_TEXTE SOURCE_.

-.-.-

Et dans tout ça, je ne parle que de l’avant grossesse, la suite n’est pas plus simple – et pourrait faire l’objet d’un article entier. Des remarques violentes aux réflexions infantilisantes, on n’épargne pas les gros·ses. C’est le cas de Céline dont la gynécologue s’étonne que son fiancé veuille l’épouser et qui se voit gratifiée d’un « N’oubliez pas qu’enceinte on n’a pas besoin de manger pour deux ! » – smiley clin d’oeil -, ou de ​​Sonia, dont l’obstétricien répond « Mais oui il faut bien » quand elle exprime qu’il lui fait mal, avant d’ajouter « Je ne vois rien avec tout ce gras ». En fait, la presque totalité des témoignages qui m’ont été confiés racontent des grossesses dures à vivre. C’est aussi la réalité d’Annaelle : « Cette grossesse a été une expérience douloureuse, on m’a beaucoup plus parlé de mon poids, que de mon bébé. On m’a déshumanisée pour ne parler que d’un corps. » Ou de Diane dont l’histoire est rude à lire : « Toute ma grossesse on m’a fait chier avec mon poids. On m’a dit que j’allais faire du diabète gestationnel, alors que non.. On m’a dit que mon enfant serait obèse, alors que non… On m’a dit que j’allais avoir des complications, alors que non… Finalement, ils m’ont forcé la main pour me déclencher en avance pour éviter que le bébé ne soit “trop gros” au terme. Et comme le bébé n’était pas près, ça s’est fini en césarienne d’urgence, avec hémorragie et détresse respiratoire du bébé. Leur grossophobie a failli nous tuer. »

La certitude des médecins quant au fait qu’une personne grosse fera forcément du diabète gestationnel se retrouve aussi dans beaucoup de témoignages. C’est notamment le cas d’Anna, actuellement enceinte : « Quand j’ai fait le test de depistage du diabète gestationnel, la sage femme m’a demandé les résultats. Je lui ai dit qu’ils étaient négatifs, elle a répondu : “vous êtes sûre ? Ça m’étonne ! Montrez-moi.” J’avais effectivement raison mais je n’ose toujours pas lui dire que je me sens humiliée par ses comportements à chaque fois que je vais la voir… »

-.-.-

(Entrées de données)
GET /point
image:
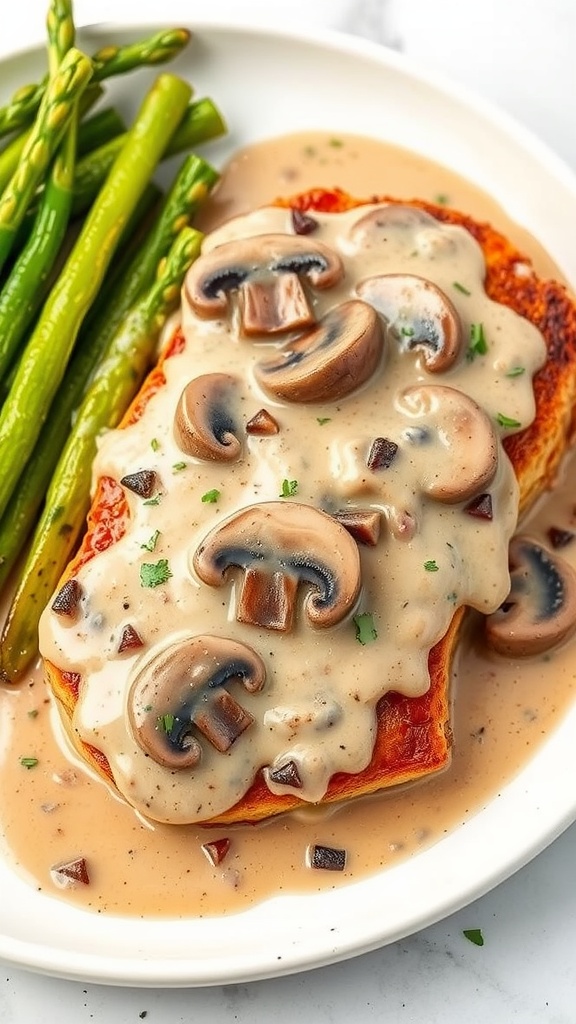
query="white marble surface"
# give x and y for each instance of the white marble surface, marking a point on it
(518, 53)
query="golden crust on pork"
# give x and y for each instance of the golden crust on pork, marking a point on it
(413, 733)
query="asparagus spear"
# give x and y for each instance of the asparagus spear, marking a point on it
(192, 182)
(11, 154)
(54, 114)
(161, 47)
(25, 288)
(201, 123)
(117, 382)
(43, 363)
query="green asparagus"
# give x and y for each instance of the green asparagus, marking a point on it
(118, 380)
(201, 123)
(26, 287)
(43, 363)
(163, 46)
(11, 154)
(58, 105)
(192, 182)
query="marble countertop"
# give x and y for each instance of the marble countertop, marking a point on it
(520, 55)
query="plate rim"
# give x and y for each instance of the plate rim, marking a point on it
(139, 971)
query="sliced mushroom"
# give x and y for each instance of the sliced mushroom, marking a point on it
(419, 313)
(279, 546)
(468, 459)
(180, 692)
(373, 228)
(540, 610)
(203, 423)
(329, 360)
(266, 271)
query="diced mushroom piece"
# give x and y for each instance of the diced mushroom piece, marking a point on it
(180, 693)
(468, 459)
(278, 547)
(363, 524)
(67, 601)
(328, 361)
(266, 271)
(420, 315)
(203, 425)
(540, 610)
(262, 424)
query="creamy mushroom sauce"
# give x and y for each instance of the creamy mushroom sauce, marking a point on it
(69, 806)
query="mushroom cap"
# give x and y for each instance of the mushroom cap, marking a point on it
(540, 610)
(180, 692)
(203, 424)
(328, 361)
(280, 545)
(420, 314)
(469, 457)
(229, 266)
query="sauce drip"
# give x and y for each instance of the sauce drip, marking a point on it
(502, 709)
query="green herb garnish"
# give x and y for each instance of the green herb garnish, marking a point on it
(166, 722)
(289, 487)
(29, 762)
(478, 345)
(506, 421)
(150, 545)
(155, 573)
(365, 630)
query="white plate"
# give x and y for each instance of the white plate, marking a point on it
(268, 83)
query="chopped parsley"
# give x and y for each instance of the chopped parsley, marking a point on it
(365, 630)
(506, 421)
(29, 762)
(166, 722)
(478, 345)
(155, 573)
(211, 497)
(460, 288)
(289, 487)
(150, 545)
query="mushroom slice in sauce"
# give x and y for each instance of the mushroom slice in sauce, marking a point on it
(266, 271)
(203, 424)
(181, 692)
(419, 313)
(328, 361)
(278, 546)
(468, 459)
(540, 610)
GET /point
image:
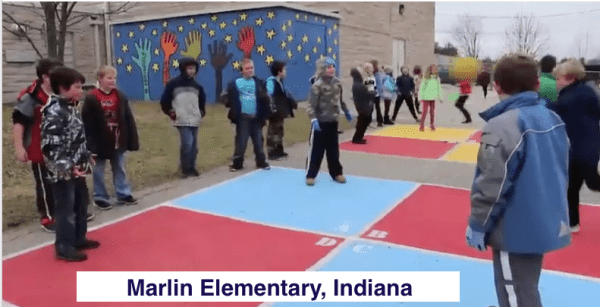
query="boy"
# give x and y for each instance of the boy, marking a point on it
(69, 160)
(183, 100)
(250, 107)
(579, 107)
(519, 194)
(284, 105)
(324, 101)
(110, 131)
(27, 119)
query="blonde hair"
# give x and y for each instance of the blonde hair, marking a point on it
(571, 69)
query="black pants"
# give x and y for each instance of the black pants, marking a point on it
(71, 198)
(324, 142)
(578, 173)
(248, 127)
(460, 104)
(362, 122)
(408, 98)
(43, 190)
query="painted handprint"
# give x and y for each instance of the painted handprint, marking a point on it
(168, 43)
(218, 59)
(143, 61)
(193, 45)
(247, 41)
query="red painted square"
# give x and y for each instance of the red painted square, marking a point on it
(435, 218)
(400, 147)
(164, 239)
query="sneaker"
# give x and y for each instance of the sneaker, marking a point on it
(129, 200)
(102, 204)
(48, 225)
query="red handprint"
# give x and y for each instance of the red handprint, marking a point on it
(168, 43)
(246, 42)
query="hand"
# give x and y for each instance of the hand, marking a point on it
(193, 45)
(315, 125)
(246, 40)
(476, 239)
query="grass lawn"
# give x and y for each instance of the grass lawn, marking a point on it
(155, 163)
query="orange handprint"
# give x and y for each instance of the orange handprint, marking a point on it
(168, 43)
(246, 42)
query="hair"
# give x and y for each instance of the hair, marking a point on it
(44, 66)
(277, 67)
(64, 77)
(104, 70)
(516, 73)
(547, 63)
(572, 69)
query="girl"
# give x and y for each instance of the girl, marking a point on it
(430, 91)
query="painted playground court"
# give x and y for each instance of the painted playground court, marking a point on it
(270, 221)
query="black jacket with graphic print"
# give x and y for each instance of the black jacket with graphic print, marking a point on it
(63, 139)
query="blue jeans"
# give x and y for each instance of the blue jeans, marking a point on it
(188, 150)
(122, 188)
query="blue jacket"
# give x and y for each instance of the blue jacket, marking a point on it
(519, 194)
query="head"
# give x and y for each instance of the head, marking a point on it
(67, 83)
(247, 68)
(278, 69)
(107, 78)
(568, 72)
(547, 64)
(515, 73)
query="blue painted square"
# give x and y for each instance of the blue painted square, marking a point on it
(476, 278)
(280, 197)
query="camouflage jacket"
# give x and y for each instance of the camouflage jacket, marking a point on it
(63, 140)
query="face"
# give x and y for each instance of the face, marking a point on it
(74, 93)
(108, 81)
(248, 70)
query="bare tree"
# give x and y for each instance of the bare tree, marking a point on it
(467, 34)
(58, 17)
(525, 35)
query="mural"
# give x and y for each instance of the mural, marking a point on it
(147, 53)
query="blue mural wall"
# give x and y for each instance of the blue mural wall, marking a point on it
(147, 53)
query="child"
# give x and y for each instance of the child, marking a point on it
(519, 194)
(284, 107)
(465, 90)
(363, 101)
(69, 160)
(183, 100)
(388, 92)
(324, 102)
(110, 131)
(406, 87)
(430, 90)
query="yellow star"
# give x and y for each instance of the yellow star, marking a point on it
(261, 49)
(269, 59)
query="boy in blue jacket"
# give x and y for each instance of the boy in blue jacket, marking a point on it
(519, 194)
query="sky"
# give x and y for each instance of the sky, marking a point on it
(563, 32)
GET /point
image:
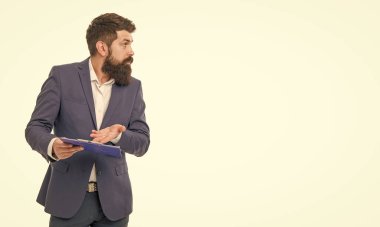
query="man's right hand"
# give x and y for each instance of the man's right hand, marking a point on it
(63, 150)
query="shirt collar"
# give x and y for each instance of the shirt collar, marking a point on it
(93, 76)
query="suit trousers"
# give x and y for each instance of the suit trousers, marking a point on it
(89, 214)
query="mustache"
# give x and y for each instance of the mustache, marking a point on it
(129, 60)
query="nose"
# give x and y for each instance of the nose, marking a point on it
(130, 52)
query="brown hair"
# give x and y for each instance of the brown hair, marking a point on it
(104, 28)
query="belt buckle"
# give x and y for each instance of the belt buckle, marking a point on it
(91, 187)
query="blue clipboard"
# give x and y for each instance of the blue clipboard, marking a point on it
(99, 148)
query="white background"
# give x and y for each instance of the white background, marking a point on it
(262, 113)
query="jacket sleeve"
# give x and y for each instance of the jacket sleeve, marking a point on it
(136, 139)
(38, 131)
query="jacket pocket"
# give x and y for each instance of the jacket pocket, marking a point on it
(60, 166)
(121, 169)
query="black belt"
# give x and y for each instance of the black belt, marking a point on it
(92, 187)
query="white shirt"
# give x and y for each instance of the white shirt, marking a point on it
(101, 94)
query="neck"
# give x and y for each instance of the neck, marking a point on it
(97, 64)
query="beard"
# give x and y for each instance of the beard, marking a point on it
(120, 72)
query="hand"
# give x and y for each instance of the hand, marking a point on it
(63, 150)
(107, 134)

-.-.-

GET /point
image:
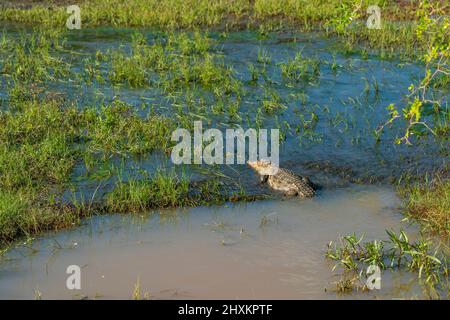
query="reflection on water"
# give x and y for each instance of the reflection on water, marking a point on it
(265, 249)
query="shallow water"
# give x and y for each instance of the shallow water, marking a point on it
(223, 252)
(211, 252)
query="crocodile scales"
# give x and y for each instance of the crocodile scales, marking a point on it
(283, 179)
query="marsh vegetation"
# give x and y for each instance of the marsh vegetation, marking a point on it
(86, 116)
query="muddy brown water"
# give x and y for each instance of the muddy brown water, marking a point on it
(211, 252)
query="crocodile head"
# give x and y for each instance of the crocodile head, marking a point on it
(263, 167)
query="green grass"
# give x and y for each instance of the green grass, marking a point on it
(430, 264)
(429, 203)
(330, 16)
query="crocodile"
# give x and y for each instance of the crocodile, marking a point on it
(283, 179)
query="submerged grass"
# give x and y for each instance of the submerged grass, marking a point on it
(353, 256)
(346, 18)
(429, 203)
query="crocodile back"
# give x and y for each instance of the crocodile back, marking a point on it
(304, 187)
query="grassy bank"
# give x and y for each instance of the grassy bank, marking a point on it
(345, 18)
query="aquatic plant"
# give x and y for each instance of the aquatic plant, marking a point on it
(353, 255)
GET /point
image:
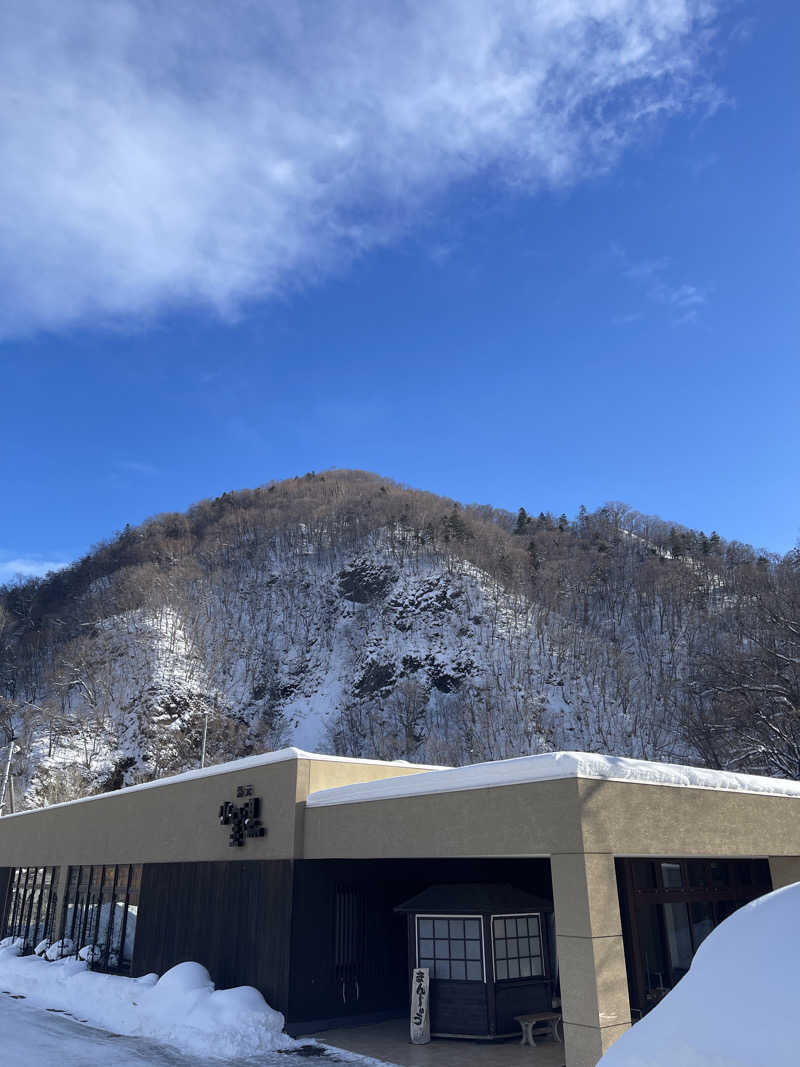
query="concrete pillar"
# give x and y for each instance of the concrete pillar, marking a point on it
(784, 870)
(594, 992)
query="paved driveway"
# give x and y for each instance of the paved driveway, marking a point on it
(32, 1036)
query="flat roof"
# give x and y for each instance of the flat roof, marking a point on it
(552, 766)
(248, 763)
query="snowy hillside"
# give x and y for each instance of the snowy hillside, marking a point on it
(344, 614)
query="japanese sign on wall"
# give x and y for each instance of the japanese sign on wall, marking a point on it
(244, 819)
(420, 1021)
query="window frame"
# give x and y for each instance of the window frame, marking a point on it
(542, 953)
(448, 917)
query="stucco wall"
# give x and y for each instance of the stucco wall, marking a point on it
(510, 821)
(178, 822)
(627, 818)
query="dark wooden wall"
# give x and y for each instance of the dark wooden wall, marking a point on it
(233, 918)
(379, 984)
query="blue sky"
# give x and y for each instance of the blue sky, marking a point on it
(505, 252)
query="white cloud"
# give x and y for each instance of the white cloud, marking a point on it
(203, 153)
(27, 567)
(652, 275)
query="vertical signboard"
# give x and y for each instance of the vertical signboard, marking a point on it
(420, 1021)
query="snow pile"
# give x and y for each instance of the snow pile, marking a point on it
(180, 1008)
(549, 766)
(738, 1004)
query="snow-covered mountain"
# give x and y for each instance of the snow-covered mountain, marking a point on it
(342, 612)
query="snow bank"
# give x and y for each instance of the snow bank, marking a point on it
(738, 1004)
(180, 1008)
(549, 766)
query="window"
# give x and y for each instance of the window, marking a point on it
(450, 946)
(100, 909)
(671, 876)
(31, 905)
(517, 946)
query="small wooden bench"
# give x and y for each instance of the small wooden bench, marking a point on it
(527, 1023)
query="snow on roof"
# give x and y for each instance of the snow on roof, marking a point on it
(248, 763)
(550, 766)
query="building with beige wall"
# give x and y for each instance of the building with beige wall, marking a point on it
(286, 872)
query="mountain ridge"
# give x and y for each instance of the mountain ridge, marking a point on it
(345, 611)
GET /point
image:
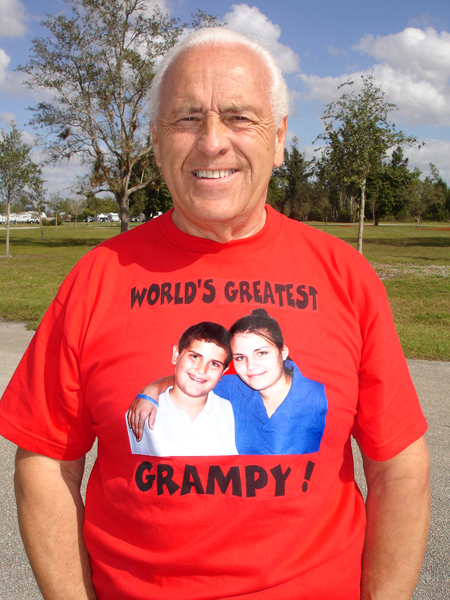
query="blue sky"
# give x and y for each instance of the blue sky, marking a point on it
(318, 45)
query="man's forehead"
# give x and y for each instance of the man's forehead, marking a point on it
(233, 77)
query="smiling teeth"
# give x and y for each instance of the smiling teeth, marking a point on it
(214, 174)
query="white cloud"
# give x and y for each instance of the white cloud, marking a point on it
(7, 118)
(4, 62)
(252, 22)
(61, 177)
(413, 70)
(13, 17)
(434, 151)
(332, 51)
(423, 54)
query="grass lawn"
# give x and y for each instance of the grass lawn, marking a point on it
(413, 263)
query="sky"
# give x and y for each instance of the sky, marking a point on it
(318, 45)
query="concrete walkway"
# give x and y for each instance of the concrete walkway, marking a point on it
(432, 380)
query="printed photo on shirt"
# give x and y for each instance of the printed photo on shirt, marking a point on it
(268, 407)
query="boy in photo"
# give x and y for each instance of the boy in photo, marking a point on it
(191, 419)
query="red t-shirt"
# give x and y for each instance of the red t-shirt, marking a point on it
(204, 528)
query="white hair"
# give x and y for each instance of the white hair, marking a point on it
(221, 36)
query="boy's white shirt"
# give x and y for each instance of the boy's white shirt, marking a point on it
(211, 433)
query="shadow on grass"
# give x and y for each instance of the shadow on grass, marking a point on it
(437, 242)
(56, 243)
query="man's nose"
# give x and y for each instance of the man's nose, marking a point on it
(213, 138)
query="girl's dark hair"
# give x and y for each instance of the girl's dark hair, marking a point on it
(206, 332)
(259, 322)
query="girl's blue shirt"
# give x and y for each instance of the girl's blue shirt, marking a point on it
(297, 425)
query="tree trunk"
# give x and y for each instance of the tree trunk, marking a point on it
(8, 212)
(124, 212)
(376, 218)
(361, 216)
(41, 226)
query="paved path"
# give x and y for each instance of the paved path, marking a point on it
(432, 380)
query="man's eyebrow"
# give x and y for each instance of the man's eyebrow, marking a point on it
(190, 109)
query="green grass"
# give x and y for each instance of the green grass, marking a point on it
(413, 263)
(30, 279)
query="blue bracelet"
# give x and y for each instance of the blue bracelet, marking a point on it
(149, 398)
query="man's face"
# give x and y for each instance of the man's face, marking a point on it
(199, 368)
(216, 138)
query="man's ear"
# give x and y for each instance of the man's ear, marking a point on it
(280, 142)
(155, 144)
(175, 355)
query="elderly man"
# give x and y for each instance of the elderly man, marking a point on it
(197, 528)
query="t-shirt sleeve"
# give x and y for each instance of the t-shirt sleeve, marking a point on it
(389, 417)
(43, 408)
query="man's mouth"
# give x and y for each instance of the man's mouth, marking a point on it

-.-.-

_TRAVAIL À FAIRE_.
**1.** Résumez en deux phrases le texte sur la grossophobie pendant la grossesse.
**2.** Poursuivez le texte sur la grossophobie pendant la grossesse à partir de sa dernière phrase.

_RÉPONSES PAR NUMÉRO_.
**1.** Presque tous les témoignages recueillis décrivent des grossesses pénibles, marquées par des remarques violentes ou infantilisantes de soignants qui n'épargnent pas les personnes grosses et parlent davantage de leur poids que de leur bébé. Beaucoup de témoignages montrent aussi la certitude des médecins qu'une personne grosse développera forcément un diabète gestationnel.

**2.**
Si toutes les personnes grosses ont l’habitude d’être moins considérées ou déshumanisées, je reste stupéfaite que le milieu médical nous soit encore aussi hostile. Il semble sans cesse oublier que, même si les gros·ses sont moins fertiles – et au fond peu importe pour quelles raisons -, iels ne méritent pas moins d’être traités avec respect. Mais parce que notre société juge moralement inacceptable la grosseur, beaucoup finissent par penser, inconsciemment ou non, que les gros·ses méritent le fait de ne pas arriver à concevoir. Là où, avec une personne mince, on serait dans l’empathie pour ce qu’elle traverse, on dit aux personnes grosses qu’au fond c’est bien fait pour elles, elles n’avaient qu’à pas être grosses.

Alors de la même façon que j’avais écrit sur l’efficacité moindre de la pilule du lendemain sur les corps gros, ce papier n’a pas vraiment de chute et s’inscrit uniquement dans une volonté de donner des clés aux personnes concernées pour mieux comprendre ce qui peut parfois se jouer. Mais j’espère au passage qu’il vous donnera de l’espoir, qu’il vous permettra d’ouvrir le dialogue avec vos médecins, qu’il vous fournira des arguments pour refuser le régime qu’on veut vous imposer et surtout qu’il vous insufflera la force d’exiger la dignité et la bienveillance que vous méritez. Aucun·e soignant·e n’a le droit de vous maltraiter. Jamais. Vous avez le droit de vouloir et d’avoir un enfant.